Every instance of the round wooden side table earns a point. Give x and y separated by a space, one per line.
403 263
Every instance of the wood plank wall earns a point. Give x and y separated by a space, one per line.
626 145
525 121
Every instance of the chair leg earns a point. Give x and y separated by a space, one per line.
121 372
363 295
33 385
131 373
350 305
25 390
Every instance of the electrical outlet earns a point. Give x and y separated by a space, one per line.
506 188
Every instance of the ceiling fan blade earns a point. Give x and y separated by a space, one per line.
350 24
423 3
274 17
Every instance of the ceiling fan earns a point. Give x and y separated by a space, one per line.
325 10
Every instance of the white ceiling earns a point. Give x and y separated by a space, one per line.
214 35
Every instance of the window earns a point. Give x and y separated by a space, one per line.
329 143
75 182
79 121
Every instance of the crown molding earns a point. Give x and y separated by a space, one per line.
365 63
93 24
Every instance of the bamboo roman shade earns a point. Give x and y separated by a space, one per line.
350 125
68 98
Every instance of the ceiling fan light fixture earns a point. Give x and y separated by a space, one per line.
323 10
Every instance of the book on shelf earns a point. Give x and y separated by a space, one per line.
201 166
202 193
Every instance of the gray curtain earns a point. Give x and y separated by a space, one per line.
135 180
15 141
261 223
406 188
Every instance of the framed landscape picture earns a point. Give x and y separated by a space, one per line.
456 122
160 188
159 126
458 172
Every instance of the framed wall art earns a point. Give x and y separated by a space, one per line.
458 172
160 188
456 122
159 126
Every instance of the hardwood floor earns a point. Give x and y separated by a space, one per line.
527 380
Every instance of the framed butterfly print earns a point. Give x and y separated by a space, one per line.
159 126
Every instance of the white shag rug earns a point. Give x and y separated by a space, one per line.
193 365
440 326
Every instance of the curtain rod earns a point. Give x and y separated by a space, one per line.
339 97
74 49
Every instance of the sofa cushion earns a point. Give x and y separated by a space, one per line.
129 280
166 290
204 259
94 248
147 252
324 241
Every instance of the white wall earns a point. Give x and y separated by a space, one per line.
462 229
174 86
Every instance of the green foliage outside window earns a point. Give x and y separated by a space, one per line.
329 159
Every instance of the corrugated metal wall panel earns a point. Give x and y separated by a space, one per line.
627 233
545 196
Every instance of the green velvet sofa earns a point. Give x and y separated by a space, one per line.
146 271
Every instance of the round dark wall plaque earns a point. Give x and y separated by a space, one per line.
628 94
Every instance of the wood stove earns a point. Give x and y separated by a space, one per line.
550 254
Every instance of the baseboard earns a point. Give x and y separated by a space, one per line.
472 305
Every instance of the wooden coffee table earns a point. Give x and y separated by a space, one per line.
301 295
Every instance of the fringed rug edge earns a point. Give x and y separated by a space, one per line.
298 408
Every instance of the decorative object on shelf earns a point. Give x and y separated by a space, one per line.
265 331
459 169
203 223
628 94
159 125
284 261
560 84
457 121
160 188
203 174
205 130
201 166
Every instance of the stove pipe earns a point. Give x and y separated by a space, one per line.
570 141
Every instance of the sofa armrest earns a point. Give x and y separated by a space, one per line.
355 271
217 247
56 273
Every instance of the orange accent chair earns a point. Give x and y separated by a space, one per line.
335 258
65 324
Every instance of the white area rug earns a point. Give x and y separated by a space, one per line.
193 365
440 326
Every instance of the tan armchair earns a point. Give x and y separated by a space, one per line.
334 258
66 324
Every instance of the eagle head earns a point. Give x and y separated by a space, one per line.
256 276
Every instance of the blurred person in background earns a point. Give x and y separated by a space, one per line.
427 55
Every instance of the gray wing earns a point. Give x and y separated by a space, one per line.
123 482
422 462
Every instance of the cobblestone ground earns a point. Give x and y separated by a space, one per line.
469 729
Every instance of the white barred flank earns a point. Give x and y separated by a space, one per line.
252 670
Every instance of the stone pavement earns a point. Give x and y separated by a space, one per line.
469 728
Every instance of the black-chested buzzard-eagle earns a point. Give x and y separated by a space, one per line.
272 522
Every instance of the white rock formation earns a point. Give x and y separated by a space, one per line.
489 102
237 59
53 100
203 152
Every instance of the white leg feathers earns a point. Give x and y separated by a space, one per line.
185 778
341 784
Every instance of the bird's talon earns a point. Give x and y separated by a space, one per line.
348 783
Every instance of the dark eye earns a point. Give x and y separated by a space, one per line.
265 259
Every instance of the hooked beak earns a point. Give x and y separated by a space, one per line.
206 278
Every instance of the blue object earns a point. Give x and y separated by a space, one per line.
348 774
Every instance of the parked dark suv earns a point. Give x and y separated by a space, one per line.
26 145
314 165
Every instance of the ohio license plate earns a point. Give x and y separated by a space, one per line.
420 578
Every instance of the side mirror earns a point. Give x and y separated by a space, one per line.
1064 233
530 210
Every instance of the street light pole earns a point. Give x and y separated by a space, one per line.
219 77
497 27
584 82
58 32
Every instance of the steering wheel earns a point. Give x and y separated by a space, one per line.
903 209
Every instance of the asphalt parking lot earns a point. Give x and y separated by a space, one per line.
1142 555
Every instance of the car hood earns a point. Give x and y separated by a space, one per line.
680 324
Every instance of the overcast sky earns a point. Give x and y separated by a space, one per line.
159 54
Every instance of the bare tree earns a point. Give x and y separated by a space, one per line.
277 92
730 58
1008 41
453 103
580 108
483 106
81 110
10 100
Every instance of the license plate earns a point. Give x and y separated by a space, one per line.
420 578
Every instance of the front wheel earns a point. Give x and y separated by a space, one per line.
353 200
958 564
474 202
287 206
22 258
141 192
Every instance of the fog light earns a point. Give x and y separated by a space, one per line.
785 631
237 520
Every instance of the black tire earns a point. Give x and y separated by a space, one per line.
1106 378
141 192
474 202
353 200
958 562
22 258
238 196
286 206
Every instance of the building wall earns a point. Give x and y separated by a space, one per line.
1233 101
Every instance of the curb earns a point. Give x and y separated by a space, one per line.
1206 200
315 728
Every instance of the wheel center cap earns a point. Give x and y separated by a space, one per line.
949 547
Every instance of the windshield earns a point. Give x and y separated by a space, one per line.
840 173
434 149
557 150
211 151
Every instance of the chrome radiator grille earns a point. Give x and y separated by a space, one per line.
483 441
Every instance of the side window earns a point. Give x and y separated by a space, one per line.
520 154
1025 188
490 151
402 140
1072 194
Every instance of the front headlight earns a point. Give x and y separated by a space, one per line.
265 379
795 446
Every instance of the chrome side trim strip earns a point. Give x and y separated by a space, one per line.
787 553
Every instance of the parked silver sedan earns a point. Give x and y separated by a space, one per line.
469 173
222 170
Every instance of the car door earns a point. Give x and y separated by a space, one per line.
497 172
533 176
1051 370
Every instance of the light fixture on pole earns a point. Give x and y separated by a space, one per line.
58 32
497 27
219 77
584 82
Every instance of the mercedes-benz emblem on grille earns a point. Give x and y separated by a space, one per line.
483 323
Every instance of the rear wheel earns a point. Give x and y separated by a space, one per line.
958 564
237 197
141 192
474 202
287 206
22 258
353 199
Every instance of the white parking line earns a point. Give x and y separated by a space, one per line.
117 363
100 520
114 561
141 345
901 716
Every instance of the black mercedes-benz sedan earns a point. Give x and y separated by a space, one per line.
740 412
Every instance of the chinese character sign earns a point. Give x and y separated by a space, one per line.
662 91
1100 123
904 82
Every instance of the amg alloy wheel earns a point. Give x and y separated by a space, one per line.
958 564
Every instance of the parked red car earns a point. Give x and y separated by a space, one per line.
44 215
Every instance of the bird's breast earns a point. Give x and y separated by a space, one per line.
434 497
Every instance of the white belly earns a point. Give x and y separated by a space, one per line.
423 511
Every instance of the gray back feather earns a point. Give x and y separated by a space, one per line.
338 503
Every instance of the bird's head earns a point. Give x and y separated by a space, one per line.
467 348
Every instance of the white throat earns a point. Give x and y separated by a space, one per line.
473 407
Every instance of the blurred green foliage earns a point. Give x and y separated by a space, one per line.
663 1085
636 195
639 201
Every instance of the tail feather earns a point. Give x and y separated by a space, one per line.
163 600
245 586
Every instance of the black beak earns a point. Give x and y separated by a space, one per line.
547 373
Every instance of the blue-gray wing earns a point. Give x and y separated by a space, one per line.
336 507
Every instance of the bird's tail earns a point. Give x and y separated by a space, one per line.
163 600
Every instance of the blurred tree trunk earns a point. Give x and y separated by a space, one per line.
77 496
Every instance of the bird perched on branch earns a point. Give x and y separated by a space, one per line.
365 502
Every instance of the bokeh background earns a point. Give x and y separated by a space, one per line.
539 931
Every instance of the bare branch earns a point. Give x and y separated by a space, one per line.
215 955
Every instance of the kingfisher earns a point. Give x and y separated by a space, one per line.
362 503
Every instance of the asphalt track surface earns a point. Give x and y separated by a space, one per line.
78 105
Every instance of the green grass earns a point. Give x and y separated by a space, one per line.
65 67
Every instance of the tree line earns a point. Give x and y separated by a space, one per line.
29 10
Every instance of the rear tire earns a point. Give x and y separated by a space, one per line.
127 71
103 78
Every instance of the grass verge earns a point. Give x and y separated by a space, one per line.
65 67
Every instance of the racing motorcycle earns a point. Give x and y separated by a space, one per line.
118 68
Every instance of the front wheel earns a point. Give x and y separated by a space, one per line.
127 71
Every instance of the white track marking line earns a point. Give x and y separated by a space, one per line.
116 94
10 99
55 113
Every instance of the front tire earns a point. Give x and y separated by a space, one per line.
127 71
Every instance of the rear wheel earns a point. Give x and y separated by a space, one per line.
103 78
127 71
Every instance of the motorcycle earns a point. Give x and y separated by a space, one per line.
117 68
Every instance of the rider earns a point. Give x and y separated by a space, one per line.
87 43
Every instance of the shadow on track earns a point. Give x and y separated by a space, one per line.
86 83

— EXERCISE DESCRIPTION —
Include both ends. Return the line holding "Every instance of the green grass" and all lines after it in the records above, exactly as written.

— SOLUTION TO THE EXERCISE —
Every instance of the green grass earns a point. Give x and y separated by a space, one per line.
65 67
Every instance of the tree line earns a point. Give x and y separated by a space, one per line.
29 10
Every instance of the rear tire earns a point. Give x and y separated by a space, one per line.
127 71
103 78
Every instance of the grass verge earns a point. Give x and y separated by a space, one per line.
65 67
Every instance of the racing motorcycle earns a point. Give x and y separated by a space, one per line.
118 68
Every instance of the front wheel earns a point. Give x and y separated by a space, one per line.
127 71
Every instance of the white track marking line earns a point. Give x and y separated by a space, one per line.
116 94
10 99
55 113
Every instance of the front tire earns a point. Give x and y separated by a space, one per line.
127 71
Every instance of the rear wheel earns a point. Give x and y separated by a space, one per line.
103 78
127 71
Every instance of the motorcycle earns a point. Give x and y separated by a space, one per line.
117 68
Every instance of the rider earns a point. Give x and y separated by a space, one per line.
87 43
Every instance of the shadow on track earns a point. Give x and y separated by a space, one per line.
86 83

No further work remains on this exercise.